- _EXERCISE DETAILS_:
Extract every line of the material that contains the string "white". Case is significant.

- _PROVIDED RECORDS_:
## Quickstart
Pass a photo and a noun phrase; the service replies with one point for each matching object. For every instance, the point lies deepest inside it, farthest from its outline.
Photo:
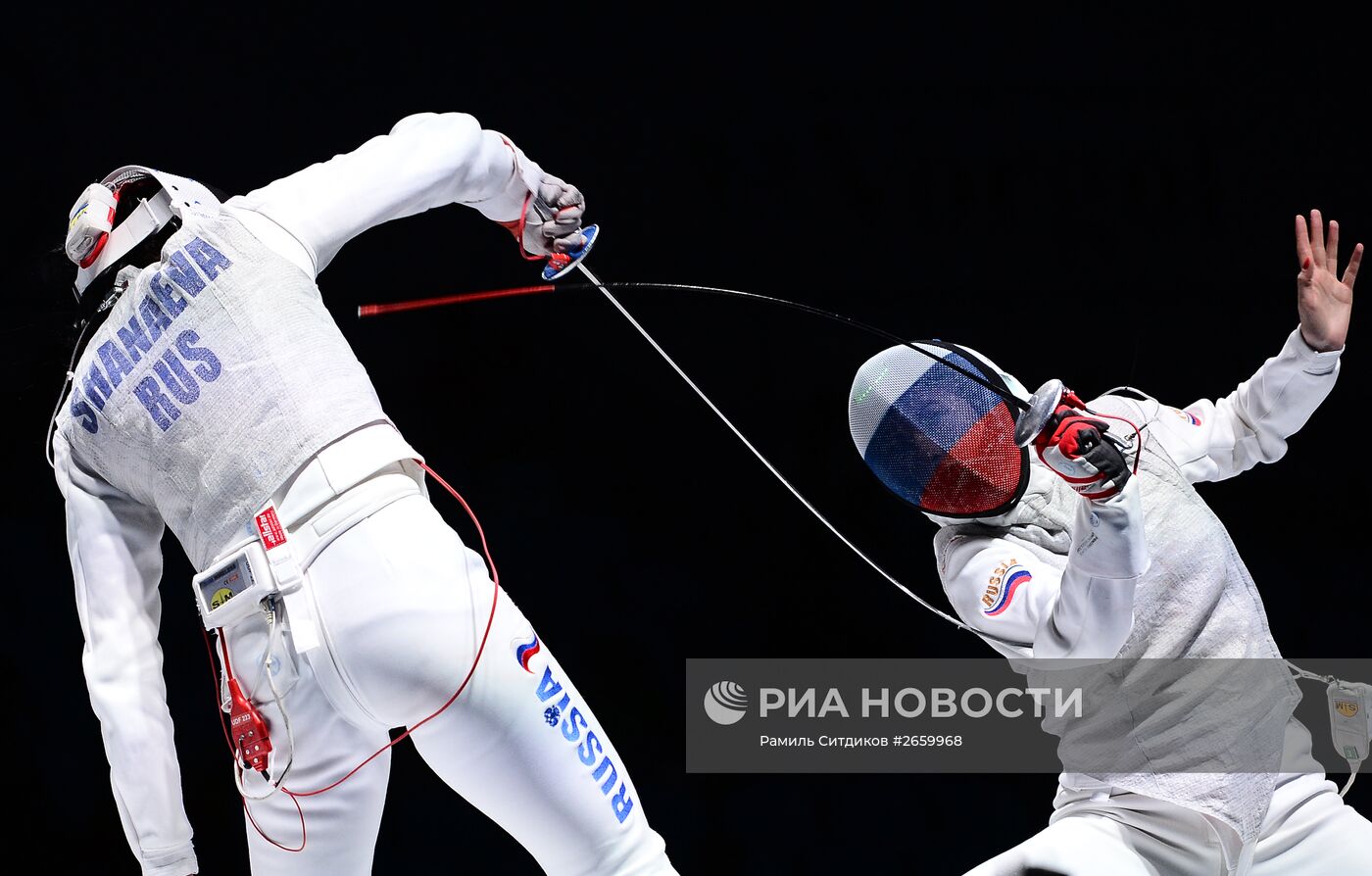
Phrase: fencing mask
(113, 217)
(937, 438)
...
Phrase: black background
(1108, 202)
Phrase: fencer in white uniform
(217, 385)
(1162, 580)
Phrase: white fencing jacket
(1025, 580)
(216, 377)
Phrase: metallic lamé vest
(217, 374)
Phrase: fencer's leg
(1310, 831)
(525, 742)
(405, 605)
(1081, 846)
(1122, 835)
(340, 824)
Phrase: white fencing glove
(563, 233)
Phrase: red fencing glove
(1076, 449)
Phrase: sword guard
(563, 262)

- _OUTPUT FOR THIS TASK_:
Phrase: fencer in white uniform
Phrase: white fencing jacket
Phrase: white fencing glove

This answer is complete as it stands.